_TASK DETAILS_
Reproduce the records below exactly, leaving out any pictures.

_RECORD LIST_

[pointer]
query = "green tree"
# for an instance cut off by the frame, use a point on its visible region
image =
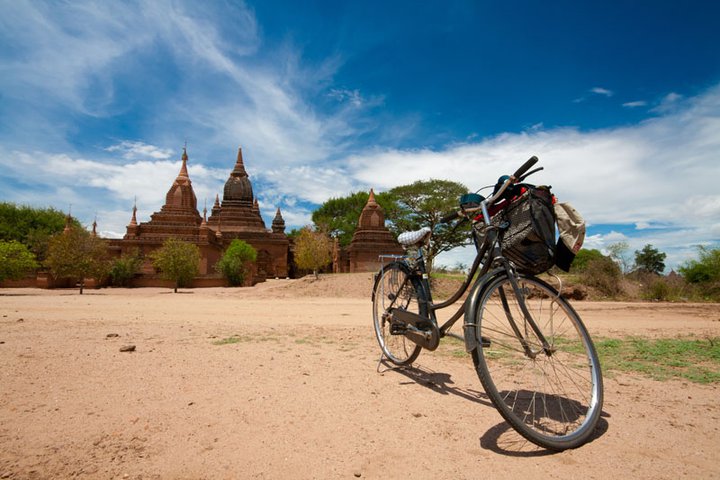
(339, 216)
(124, 268)
(234, 262)
(583, 257)
(650, 259)
(619, 252)
(32, 227)
(312, 250)
(77, 254)
(177, 261)
(424, 203)
(15, 260)
(704, 270)
(603, 274)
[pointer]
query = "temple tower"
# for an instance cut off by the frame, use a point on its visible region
(371, 239)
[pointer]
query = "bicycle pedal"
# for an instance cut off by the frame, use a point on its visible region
(397, 328)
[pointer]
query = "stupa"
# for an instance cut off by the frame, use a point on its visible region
(370, 240)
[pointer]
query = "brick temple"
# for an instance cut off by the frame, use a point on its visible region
(370, 240)
(236, 217)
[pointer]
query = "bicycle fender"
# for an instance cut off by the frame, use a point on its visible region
(471, 308)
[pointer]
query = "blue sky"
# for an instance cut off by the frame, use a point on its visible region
(620, 100)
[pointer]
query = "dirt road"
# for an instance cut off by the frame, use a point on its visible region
(282, 381)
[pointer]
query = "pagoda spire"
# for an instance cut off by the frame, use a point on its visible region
(133, 220)
(371, 198)
(183, 175)
(239, 169)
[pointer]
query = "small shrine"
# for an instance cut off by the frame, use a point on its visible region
(370, 240)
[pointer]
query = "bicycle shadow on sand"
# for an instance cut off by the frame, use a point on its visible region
(438, 382)
(501, 438)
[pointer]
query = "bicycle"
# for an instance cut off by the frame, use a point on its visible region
(531, 351)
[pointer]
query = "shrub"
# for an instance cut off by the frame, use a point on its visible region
(15, 260)
(124, 269)
(604, 275)
(177, 261)
(233, 264)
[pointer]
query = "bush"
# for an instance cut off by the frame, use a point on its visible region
(583, 257)
(604, 275)
(177, 261)
(15, 260)
(124, 269)
(233, 264)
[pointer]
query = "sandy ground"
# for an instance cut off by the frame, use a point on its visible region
(282, 381)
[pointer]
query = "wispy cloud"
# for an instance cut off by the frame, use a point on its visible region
(133, 150)
(602, 91)
(635, 104)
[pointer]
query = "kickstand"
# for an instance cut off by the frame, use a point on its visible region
(388, 365)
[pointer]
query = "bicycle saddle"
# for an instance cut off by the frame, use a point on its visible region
(413, 238)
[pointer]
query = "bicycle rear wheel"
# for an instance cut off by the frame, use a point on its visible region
(394, 288)
(552, 397)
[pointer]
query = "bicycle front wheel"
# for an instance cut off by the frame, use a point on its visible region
(552, 395)
(395, 288)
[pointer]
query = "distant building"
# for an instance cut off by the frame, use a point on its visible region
(237, 216)
(370, 240)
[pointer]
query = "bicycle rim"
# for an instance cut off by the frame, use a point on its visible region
(394, 290)
(551, 397)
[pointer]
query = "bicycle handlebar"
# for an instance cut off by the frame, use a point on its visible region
(525, 167)
(515, 177)
(450, 217)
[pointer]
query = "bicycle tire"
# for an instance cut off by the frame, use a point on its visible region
(552, 398)
(395, 287)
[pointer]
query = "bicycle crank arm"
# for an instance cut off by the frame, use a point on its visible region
(418, 329)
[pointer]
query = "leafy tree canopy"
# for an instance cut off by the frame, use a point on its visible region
(704, 270)
(650, 259)
(233, 264)
(30, 226)
(177, 261)
(15, 260)
(408, 207)
(124, 268)
(312, 250)
(79, 255)
(339, 217)
(424, 203)
(583, 257)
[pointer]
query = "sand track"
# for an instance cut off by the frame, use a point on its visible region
(282, 381)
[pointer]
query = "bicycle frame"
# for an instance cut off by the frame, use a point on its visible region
(489, 242)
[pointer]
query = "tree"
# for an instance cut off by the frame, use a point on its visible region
(650, 260)
(77, 254)
(583, 257)
(177, 261)
(312, 250)
(15, 260)
(233, 264)
(618, 252)
(424, 203)
(339, 216)
(124, 268)
(32, 227)
(704, 270)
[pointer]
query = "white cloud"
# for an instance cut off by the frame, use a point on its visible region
(138, 150)
(635, 104)
(602, 91)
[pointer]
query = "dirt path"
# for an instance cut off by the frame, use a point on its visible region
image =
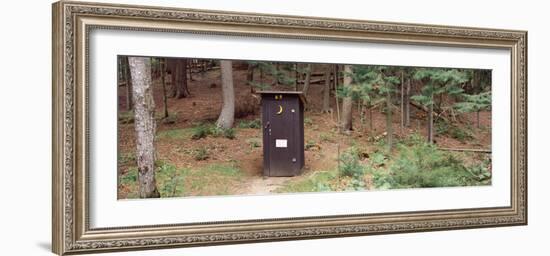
(259, 185)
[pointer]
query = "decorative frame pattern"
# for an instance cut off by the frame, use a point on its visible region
(72, 22)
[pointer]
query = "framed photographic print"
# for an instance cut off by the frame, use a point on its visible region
(177, 127)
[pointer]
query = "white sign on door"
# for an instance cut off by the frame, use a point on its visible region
(280, 143)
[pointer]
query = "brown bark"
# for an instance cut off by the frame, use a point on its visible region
(389, 120)
(250, 74)
(144, 116)
(402, 102)
(406, 104)
(171, 65)
(163, 80)
(430, 123)
(181, 79)
(326, 91)
(307, 80)
(227, 114)
(347, 102)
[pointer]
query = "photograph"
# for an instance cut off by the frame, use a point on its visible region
(192, 127)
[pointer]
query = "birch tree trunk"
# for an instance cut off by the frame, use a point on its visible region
(347, 102)
(128, 78)
(144, 116)
(227, 114)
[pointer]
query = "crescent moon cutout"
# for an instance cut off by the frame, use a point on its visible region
(280, 110)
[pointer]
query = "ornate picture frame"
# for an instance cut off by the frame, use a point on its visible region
(72, 23)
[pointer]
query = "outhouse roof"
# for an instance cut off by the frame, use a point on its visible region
(299, 93)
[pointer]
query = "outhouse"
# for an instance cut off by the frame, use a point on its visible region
(283, 132)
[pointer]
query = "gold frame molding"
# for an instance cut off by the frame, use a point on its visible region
(72, 22)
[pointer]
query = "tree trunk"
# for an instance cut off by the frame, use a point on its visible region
(326, 91)
(407, 105)
(129, 101)
(163, 80)
(371, 124)
(402, 102)
(181, 79)
(389, 120)
(296, 77)
(171, 64)
(335, 68)
(477, 117)
(250, 74)
(275, 75)
(307, 81)
(227, 115)
(144, 116)
(347, 102)
(430, 123)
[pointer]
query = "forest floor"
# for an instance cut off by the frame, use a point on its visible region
(216, 165)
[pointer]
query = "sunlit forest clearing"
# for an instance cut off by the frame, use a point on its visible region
(365, 127)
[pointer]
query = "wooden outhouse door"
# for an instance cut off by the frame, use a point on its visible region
(282, 126)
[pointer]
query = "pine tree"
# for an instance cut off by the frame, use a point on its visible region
(437, 82)
(474, 103)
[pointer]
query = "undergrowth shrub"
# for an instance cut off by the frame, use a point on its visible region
(350, 165)
(420, 164)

_RESPONSE BELOW_
[pointer]
query = "green tree"
# for an instance cut off by the frame, use a point on its visible region
image =
(339, 216)
(124, 268)
(234, 262)
(583, 257)
(650, 259)
(619, 252)
(32, 227)
(312, 250)
(77, 254)
(177, 261)
(424, 203)
(15, 260)
(704, 270)
(603, 274)
[pointer]
query = "temple tower"
# for an instance cut off by the frame, use a point on its visible region
(371, 239)
[pointer]
query = "bicycle pedal"
# for an instance cut off by the frame, use a point on its visible region
(397, 328)
[pointer]
query = "stupa"
# for an instance cut off by the frame, use a point on its visible region
(370, 240)
[pointer]
query = "brick temple"
# for an instance cut off by the frame, use a point on its visible region
(370, 240)
(236, 217)
[pointer]
query = "bicycle fender"
# for an instance cut off by the frame, use a point on its visible region
(471, 308)
[pointer]
query = "blue sky"
# for an instance cut off by the frame, use a point on its visible region
(620, 100)
[pointer]
query = "dirt road"
# for an instance cut off by the frame, use a point on its visible region
(282, 381)
[pointer]
query = "pagoda spire"
# for an instance cut off by the frame, use a point on its visible region
(133, 220)
(371, 198)
(183, 175)
(239, 169)
[pointer]
query = "small shrine"
# for an instance cut off by the frame, use a point on its visible region
(370, 240)
[pointer]
query = "bicycle shadow on sand"
# for an instance cut off by the frame, use a point on its visible region
(438, 382)
(501, 438)
[pointer]
query = "bicycle"
# for an instance cut off by the frame, use a point on its visible region
(531, 351)
[pointer]
query = "shrub"
# for an instance cut off by the frame, use a point on its visible region
(15, 260)
(124, 269)
(604, 275)
(177, 261)
(233, 264)
[pointer]
query = "bush"
# for an instance cut off by the frame, use a point on its visible region
(583, 257)
(604, 275)
(177, 261)
(15, 260)
(124, 269)
(233, 264)
[pointer]
query = "sandy ground"
# for an instance cut off by the frame, use a point on its visible region
(282, 381)
[pointer]
query = "wispy cloud"
# for an instance cut off by the frame, use a point on its visible region
(133, 150)
(602, 91)
(635, 104)
[pointer]
query = "kickstand"
# for an instance cut off by the frame, use a point on its visible region
(388, 365)
[pointer]
query = "bicycle saddle"
# for an instance cut off by the frame, use a point on its visible region
(413, 238)
[pointer]
query = "bicycle rear wheel"
# for an instance cut off by the frame, use a point on its visible region
(394, 288)
(552, 397)
[pointer]
query = "bicycle front wheel"
# for an instance cut off by the frame, use a point on its visible region
(552, 395)
(395, 288)
[pointer]
query = "distant building"
# for an instance cut off by the frame, use a point on its visible region
(237, 216)
(370, 240)
[pointer]
query = "bicycle rim"
# for an instance cut off by the frame, use a point on its visible region
(394, 290)
(551, 397)
[pointer]
query = "bicycle handlebar"
# for an instance cut off by the frame, use a point on its visible region
(525, 167)
(515, 177)
(450, 217)
[pointer]
query = "bicycle tire"
# for an instance cut off by the frame, use a point on its visible region
(552, 398)
(395, 287)
[pointer]
query = "bicycle crank arm"
# for an instance cut off by the frame, use a point on its visible region
(418, 329)
[pointer]
query = "leafy tree canopy"
# for an instance cut off by the frame, use a point on its visible region
(704, 270)
(650, 259)
(233, 264)
(30, 226)
(177, 261)
(15, 260)
(408, 207)
(124, 268)
(312, 250)
(79, 255)
(339, 217)
(424, 203)
(583, 257)
[pointer]
query = "sand track"
# for an instance cut off by the frame, use a point on its visible region
(282, 381)
[pointer]
query = "bicycle frame"
# for an instance cut off by the frame, use a point on its visible region
(489, 242)
[pointer]
query = "tree"
# for an instance cut off by the frame, use a point on its visible region
(650, 260)
(77, 254)
(583, 257)
(177, 261)
(312, 250)
(15, 260)
(233, 264)
(618, 252)
(424, 203)
(339, 216)
(124, 268)
(32, 227)
(704, 270)
[pointer]
query = "white cloud"
# for an instance cut off by the frame, use a point on its visible region
(138, 150)
(635, 104)
(602, 91)
[pointer]
query = "dirt path"
# for an instance cut off by the frame, use a point on its visible region
image =
(259, 185)
[pointer]
query = "decorative frame pattern"
# for an instance cut off by the frame, use a point on its visible region
(72, 22)
[pointer]
query = "framed photographic print"
# for an instance cut off by the frame, use a point on its visible region
(177, 127)
[pointer]
query = "white sign on door"
# for an instance cut off by the frame, use a point on its visible region
(280, 143)
[pointer]
query = "brown bark"
# for an instance cut off by the frame, use a point on its visible region
(389, 120)
(250, 74)
(144, 116)
(402, 102)
(406, 104)
(171, 65)
(163, 80)
(430, 123)
(181, 79)
(326, 91)
(307, 80)
(227, 114)
(347, 102)
[pointer]
query = "photograph"
# for an instance cut off by the frame, use a point on its visible region
(192, 127)
[pointer]
query = "birch tree trunk"
# for an instance cut off by the frame, use a point on its visible region
(347, 102)
(128, 78)
(144, 116)
(227, 114)
[pointer]
query = "crescent moon cutout"
# for an instance cut off by the frame, use a point on its visible region
(280, 110)
[pointer]
query = "ornate picture frame"
# for an instance cut off by the frame, use a point on its visible region
(72, 23)
[pointer]
query = "outhouse roof"
# for an instance cut off by the frame, use a point on its visible region
(299, 93)
[pointer]
query = "outhouse"
# for an instance cut off by the frame, use a point on its visible region
(283, 132)
[pointer]
query = "gold frame molding"
# for an instance cut off by the frame, use a point on its visible region
(72, 22)
[pointer]
query = "tree trunk"
# for an instance cut off by the frame, use a point on its visible region
(326, 91)
(407, 105)
(129, 101)
(163, 80)
(371, 124)
(402, 102)
(181, 79)
(389, 120)
(296, 77)
(171, 64)
(335, 68)
(477, 117)
(250, 74)
(275, 75)
(307, 81)
(227, 115)
(144, 116)
(347, 102)
(430, 123)
[pointer]
query = "forest floor"
# for an instance cut off by the frame, use a point on its visible region
(216, 165)
[pointer]
query = "sunlit forest clearing"
# for an instance cut off by the frame, use a point on its visible region
(365, 127)
[pointer]
query = "wooden outhouse door"
# for an instance cut off by the frame, use a point on its visible region
(282, 126)
[pointer]
query = "pine tree"
# for an instance cut off by the frame, use a point on its visible region
(437, 82)
(474, 103)
[pointer]
query = "undergrowth shrub"
# for an instance cut off by the frame, use a point on its visible region
(350, 165)
(420, 164)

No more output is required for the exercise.